─── Passage to read
Court of Appeals of Louisiana, Fourth Circuit

January 30, 2019

STATE OF LOUISIANA
v.
RYAN O HICKMAN

          APPEAL FROM CRIMINAL DISTRICT COURT ORLEANS PARISH NO. 522-295, SECTION "A" Honorable Laurie A. White, Judge

          Leon Cannizzaro District Attorney Donna Andrieu Irena Zajickova Assistant District Attorney Orleans Parish COUNSEL FOR APPELLEE/STATE OF LOUISIANA

          Mary Constance Hanes Louisiana Appellate Project P. O. Box COUNSEL FOR DEFENDANT/APPELLANT

          Court composed of Judge Roland L. Belsome, Judge Joy Cossich Lobrano, Judge Tiffany G. Chase

          ROLAND L. BELSOME JUDGE

         The defendant, Ryan Hickman, is appealing the twenty years sentence imposed by the trial court after finding him a fourth felony offender. For the following reasons the sentence is affirmed.
──────
─── Data supplied
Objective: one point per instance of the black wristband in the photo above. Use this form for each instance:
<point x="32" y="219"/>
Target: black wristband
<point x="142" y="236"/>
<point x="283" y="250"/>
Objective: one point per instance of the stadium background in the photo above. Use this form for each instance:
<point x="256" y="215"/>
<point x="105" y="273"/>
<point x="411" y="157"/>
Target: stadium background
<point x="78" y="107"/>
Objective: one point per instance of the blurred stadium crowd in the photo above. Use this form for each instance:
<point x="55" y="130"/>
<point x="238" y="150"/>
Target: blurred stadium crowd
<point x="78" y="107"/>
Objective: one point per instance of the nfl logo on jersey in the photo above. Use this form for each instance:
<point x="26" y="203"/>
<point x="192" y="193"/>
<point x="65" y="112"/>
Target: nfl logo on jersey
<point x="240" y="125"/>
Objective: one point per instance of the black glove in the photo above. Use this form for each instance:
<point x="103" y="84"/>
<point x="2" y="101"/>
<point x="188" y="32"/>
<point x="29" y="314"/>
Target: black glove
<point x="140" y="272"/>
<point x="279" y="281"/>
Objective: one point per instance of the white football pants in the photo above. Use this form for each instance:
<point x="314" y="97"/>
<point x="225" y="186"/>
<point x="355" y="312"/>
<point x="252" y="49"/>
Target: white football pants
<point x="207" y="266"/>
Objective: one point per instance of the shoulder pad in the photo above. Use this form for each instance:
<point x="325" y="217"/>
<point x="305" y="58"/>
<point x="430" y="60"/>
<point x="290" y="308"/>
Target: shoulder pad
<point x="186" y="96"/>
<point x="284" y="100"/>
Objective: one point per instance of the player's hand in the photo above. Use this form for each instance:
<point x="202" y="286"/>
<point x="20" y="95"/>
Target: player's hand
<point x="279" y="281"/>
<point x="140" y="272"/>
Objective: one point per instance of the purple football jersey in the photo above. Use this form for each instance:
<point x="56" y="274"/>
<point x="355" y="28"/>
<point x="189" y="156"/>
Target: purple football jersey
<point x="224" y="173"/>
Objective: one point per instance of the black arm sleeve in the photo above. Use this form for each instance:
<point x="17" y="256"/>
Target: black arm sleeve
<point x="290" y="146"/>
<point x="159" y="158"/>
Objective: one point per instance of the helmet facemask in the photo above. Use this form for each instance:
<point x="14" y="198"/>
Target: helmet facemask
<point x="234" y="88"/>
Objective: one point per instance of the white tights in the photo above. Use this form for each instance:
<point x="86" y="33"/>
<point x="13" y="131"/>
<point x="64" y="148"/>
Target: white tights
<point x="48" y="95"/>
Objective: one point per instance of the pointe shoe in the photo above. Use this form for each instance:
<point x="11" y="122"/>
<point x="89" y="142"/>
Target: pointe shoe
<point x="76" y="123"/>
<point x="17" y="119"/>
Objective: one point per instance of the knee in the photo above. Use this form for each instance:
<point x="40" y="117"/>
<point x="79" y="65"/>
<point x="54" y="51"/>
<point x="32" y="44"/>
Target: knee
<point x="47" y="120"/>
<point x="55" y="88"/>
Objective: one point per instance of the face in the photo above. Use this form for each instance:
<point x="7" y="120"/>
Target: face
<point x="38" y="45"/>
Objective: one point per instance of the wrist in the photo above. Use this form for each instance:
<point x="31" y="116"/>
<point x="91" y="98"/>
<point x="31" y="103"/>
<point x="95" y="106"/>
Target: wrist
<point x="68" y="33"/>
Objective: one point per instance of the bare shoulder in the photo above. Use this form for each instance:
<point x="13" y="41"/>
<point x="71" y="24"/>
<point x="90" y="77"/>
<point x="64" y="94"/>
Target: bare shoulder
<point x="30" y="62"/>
──────
- **What to do**:
**a.** In the appeal opinion, what sentence is Ryan Hickman appealing?
**b.** Set down the appeal opinion word for word between "APPEAL FROM CRIMINAL" and "sentence is affirmed.", inclusive.
**c.** Take the appeal opinion further, starting after its last sentence.

- **List of answers**:
**a.** The twenty-year sentence the trial court imposed after finding him a fourth felony offender.

**b.**
APPEAL FROM CRIMINAL DISTRICT COURT ORLEANS PARISH NO. 522-295, SECTION "A" Honorable Laurie A. White, Judge

          Leon Cannizzaro District Attorney Donna Andrieu Irena Zajickova Assistant District Attorney Orleans Parish COUNSEL FOR APPELLEE/STATE OF LOUISIANA

          Mary Constance Hanes Louisiana Appellate Project P. O. Box COUNSEL FOR DEFENDANT/APPELLANT

          Court composed of Judge Roland L. Belsome, Judge Joy Cossich Lobrano, Judge Tiffany G. Chase

          ROLAND L. BELSOME JUDGE

         The defendant, Ryan Hickman, is appealing the twenty years sentence imposed by the trial court after finding him a fourth felony offender. For the following reasons the sentence is affirmed.

**c.**
         Statement of Facts

         On April 30, 2013, New Orleans Police Officer Walter Edmond and his partner, Officer Devon Ashmore, were on active patrol on Jackson Avenue in New Orleans. At that time, their attention was drawn to a vehicle traveling at a high rate of speed on Simon Bolivar Avenue approaching Jackson Avenue. Officer Edmond noticed that the vehicle ran the red light. Thereafter, the officers observed the vehicle make a U-turn at Josephine Street and Simon Bolivar Avenue and drive back toward Jackson Avenue. The officers turned on their lights and siren attempting to make a traffic stop. The vehicle picked up speed, drove down Jackson Avenue, and turned onto Freret Street. After a car chase, during which the vehicle exceeded sixty miles per hour, the officers chose to disengage their pursuit in the interest of public safety and lost sight of the vehicle.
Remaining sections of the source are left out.